| What you need to do |
Condense the paragraph that begins "At a panel discussion" in the text below on business and the SDGs into a short bulleted list that keeps its main facts.

How are the companies that predicate their existence on this assumption and their survival on the basis that customers adopt the same practice, expected to redress global inequality?

At a panel discussion on implementing the SDGs in the business sector, hosted at Lund University on November 16 in conjunction with the Swedish Aid Department FUF and the Lund UN chapter, Mats Svensson, International Secretary at IF Metall discussed the landmark industrial trade union agreement achieved with H&M to ensure local enforceable workers rights and conditions. The work of IKEA, H&M and others should be applauded and their practices are deserving of recognition and are certainly a lot better than many competitors, however analysing their application points to the hypocrisy of the goals. If H&M have worked to achieve decent work conditions for the employees in their supply chain, it is partly at the cost of promoting responsible consumption and production.

| Excerpted data |
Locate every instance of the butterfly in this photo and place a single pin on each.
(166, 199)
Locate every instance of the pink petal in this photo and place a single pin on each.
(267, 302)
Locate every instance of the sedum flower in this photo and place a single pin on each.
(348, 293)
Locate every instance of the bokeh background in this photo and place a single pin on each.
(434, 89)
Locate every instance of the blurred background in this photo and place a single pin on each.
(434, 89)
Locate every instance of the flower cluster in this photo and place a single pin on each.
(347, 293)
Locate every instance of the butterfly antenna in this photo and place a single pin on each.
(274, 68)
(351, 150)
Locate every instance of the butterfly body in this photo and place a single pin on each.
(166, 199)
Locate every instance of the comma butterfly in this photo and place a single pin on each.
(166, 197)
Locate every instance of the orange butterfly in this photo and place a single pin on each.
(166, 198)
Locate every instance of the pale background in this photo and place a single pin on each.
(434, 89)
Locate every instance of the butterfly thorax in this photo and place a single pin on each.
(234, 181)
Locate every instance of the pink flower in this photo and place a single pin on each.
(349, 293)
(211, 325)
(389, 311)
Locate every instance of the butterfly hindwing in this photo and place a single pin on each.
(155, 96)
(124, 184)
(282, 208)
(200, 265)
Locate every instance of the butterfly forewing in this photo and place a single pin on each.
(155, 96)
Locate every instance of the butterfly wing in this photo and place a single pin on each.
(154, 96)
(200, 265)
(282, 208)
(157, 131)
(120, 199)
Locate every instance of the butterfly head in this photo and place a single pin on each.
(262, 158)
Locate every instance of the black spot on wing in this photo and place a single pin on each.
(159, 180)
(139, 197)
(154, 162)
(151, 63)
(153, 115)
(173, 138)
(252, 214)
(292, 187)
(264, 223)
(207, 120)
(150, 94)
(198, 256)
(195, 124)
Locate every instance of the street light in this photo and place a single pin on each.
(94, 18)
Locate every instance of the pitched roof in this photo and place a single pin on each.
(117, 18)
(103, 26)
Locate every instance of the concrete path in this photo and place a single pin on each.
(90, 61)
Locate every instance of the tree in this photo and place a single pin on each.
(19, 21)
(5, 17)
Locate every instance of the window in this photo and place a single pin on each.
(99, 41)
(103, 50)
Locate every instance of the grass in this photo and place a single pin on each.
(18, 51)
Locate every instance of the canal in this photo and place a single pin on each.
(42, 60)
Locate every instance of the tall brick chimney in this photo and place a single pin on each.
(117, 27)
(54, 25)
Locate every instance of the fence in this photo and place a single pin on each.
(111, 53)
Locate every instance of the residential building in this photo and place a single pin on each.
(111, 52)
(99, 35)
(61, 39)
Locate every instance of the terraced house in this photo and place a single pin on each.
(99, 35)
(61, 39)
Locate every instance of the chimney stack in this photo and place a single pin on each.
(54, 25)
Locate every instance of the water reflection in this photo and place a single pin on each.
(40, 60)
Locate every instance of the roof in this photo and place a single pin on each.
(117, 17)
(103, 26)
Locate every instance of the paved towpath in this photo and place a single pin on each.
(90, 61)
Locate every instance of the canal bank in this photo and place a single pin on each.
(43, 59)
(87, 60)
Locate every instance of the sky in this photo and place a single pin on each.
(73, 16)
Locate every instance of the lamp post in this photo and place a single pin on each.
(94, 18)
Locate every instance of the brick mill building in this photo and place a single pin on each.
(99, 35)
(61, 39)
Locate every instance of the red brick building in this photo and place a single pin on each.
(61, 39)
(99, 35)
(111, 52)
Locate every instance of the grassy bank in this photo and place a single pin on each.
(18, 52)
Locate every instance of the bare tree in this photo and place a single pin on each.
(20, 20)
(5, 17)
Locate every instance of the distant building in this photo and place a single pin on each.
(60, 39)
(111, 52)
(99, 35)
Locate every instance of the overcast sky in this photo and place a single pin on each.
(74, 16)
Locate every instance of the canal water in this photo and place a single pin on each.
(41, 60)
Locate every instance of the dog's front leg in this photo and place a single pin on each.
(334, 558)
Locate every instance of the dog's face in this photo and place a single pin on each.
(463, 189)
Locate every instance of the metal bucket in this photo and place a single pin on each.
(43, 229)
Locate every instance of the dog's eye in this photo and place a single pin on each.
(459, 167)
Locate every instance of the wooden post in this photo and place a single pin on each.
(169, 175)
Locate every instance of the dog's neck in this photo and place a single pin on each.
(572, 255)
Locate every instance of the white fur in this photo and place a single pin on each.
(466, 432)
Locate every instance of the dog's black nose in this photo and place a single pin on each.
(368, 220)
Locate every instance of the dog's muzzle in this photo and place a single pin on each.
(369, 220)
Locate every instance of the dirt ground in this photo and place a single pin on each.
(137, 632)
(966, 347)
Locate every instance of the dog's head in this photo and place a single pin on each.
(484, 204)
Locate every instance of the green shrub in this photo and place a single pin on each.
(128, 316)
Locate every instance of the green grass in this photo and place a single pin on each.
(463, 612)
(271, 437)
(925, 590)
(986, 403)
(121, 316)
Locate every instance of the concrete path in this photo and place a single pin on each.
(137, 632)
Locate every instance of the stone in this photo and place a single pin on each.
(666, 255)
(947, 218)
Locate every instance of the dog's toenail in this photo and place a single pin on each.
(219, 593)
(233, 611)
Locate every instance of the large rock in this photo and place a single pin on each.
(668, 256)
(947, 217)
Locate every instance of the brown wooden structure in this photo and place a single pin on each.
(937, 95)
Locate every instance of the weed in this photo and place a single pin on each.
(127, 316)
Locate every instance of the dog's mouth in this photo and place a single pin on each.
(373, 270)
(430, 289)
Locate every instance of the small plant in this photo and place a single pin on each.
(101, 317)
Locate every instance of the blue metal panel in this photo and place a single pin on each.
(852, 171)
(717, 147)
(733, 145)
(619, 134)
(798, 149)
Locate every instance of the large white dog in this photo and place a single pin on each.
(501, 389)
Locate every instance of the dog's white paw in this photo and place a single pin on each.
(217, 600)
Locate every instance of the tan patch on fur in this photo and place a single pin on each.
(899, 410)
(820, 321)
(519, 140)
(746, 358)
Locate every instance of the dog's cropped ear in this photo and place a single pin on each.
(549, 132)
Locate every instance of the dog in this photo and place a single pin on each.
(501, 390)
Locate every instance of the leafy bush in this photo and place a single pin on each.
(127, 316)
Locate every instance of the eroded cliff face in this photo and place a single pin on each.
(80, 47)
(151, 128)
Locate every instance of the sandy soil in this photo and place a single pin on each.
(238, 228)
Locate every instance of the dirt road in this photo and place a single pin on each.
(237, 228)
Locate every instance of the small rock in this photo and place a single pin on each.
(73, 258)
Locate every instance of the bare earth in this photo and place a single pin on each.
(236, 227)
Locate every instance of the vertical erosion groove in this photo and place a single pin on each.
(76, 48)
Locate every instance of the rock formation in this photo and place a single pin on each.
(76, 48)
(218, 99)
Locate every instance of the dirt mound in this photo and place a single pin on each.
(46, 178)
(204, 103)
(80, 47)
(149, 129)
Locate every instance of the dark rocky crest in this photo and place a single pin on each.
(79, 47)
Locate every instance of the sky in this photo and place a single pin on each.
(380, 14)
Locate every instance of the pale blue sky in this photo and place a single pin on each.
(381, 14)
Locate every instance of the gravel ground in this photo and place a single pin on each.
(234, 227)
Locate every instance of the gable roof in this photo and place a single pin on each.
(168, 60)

| Your response |
- On November 16, Lund University hosted a panel on implementing the SDGs in the business sector, together with the Swedish Aid Department FUF and the Lund UN chapter.
- Mats Svensson, International Secretary at IF Metall, discussed the landmark industrial trade union agreement reached with H&M to secure locally enforceable workers' rights and conditions.
- The work of IKEA, H&M and others deserves praise and recognition, and their practices are much better than those of many competitors.
- Looking at how they apply the goals, however, shows the goals' hypocrisy.
- H&M's work toward decent conditions in its supply chain comes partly at the cost of promoting responsible consumption and production.